■ **THE EXERCISE**: Return every line of the data below that contains the string "door". Treat the match as case-sensitive.

::::::::::

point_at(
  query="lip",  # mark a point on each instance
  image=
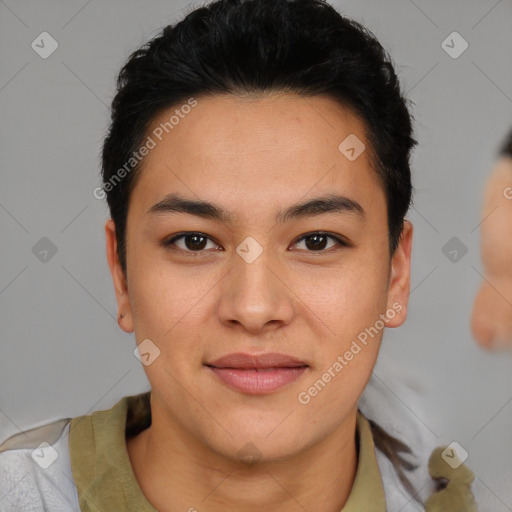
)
(257, 375)
(240, 360)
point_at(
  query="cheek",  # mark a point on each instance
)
(345, 299)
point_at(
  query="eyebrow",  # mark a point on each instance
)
(332, 203)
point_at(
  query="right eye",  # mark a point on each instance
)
(190, 242)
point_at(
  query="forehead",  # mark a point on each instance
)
(269, 150)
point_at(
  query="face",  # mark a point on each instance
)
(257, 271)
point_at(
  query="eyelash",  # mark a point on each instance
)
(168, 243)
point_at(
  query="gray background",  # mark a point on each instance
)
(62, 352)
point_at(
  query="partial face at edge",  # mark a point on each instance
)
(198, 298)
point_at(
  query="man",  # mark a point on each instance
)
(491, 319)
(257, 174)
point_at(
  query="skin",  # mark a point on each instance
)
(491, 318)
(253, 157)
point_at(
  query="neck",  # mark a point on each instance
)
(177, 472)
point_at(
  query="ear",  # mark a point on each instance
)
(119, 279)
(400, 278)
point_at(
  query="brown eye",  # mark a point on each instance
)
(190, 242)
(317, 242)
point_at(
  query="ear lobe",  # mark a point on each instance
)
(125, 319)
(400, 279)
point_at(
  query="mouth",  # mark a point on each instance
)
(257, 375)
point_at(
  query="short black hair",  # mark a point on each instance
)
(506, 147)
(259, 47)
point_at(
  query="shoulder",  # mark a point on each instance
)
(35, 471)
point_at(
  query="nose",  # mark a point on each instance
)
(255, 294)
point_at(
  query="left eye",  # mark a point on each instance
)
(193, 242)
(317, 241)
(197, 242)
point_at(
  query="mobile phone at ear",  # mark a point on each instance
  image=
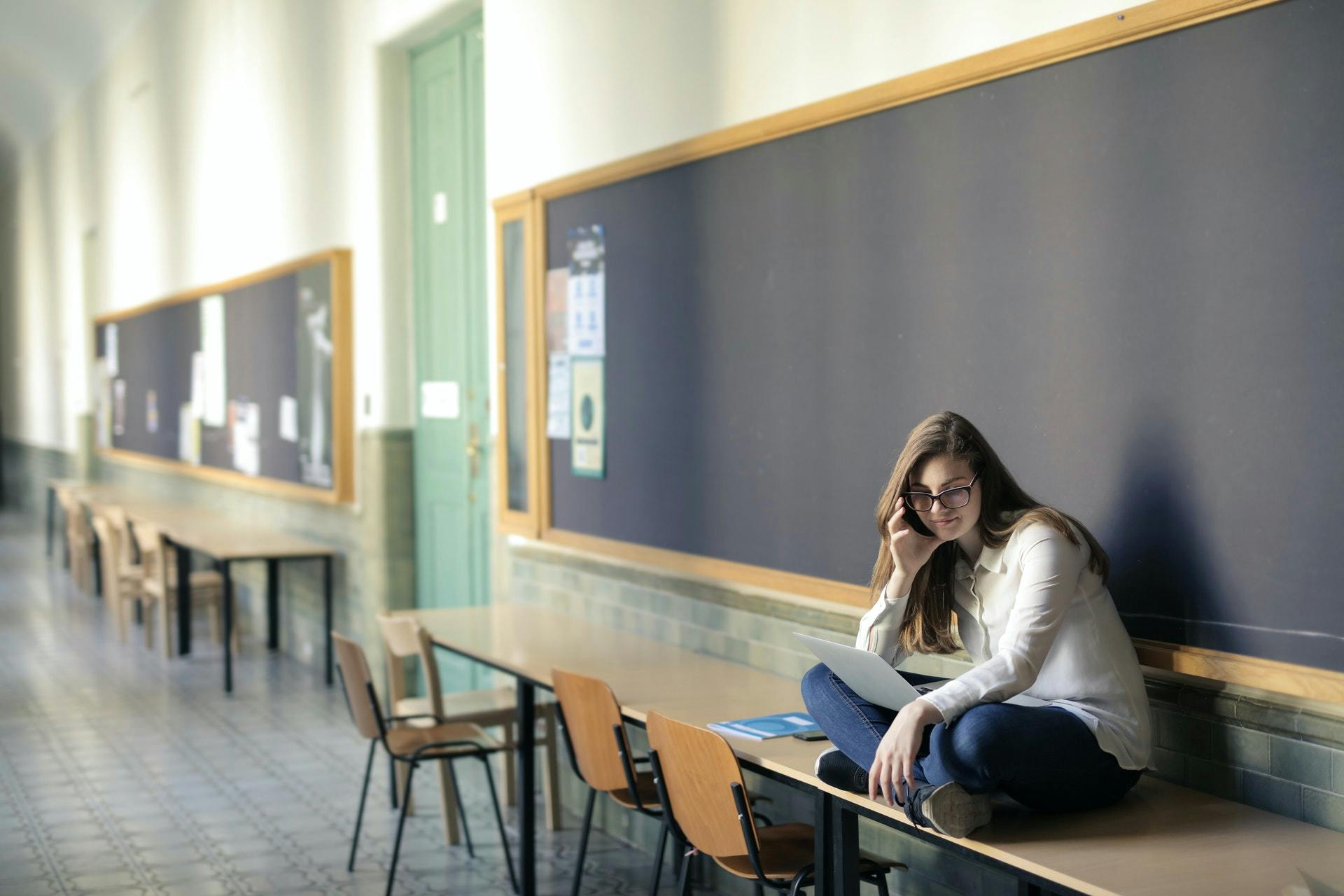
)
(917, 524)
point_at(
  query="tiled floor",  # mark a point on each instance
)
(124, 773)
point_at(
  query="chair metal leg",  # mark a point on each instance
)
(657, 859)
(359, 816)
(499, 820)
(683, 886)
(401, 825)
(461, 809)
(588, 827)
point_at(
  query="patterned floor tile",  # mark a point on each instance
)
(125, 773)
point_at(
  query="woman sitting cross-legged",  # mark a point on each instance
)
(1028, 586)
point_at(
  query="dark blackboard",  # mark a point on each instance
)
(1126, 269)
(279, 336)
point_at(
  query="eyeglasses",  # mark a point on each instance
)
(951, 498)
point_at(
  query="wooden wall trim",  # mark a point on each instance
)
(1252, 672)
(220, 476)
(1136, 23)
(714, 568)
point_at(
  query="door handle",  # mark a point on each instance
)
(473, 450)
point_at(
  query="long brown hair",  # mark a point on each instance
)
(1003, 507)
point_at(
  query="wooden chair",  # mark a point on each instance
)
(159, 586)
(405, 638)
(600, 751)
(78, 540)
(704, 794)
(410, 746)
(120, 586)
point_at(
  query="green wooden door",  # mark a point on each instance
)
(448, 155)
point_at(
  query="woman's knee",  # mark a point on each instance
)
(969, 748)
(816, 681)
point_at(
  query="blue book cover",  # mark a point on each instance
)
(765, 727)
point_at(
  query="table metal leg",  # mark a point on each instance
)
(527, 786)
(229, 626)
(97, 568)
(183, 599)
(822, 852)
(327, 613)
(51, 517)
(844, 850)
(273, 603)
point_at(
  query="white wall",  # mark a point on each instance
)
(230, 134)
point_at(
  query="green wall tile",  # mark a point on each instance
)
(1300, 762)
(1168, 764)
(1241, 747)
(1212, 778)
(1273, 794)
(1266, 715)
(1324, 809)
(1322, 729)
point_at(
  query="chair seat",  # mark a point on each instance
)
(403, 742)
(206, 584)
(495, 707)
(647, 790)
(785, 850)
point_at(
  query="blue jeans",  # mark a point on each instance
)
(1046, 758)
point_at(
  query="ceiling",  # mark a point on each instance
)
(49, 51)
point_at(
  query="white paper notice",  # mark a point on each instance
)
(558, 397)
(216, 387)
(188, 434)
(588, 314)
(198, 384)
(441, 400)
(248, 437)
(118, 407)
(111, 351)
(289, 418)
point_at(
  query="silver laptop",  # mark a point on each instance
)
(874, 679)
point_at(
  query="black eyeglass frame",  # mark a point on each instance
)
(939, 498)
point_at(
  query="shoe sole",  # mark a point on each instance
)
(956, 813)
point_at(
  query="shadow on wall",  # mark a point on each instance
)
(1161, 573)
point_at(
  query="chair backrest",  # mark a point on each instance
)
(153, 558)
(590, 711)
(76, 527)
(109, 552)
(355, 679)
(122, 526)
(405, 638)
(699, 770)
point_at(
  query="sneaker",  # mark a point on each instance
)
(949, 809)
(838, 770)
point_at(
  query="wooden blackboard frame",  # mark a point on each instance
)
(343, 390)
(1132, 24)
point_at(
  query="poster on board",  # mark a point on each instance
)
(588, 444)
(315, 348)
(587, 292)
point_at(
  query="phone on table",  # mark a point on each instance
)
(917, 524)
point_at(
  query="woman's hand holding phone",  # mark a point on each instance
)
(909, 548)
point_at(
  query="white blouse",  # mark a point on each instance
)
(1037, 621)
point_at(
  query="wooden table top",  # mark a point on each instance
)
(1159, 840)
(200, 528)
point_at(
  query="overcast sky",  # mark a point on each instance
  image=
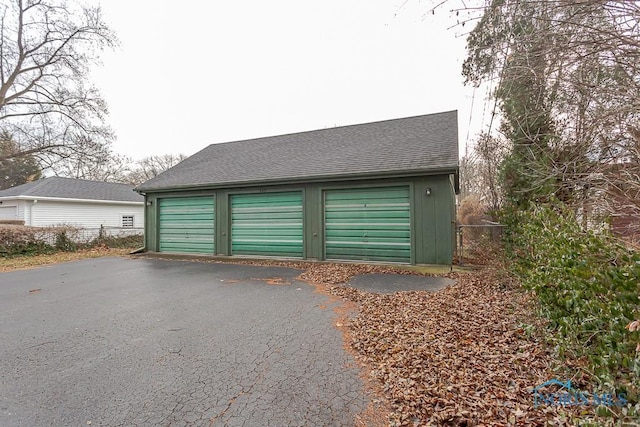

::::::::::

■ **WRITTEN ANSWER**:
  query="door handle",  # mark a point on each instance
  query="green wooden door",  # mark a point on each instance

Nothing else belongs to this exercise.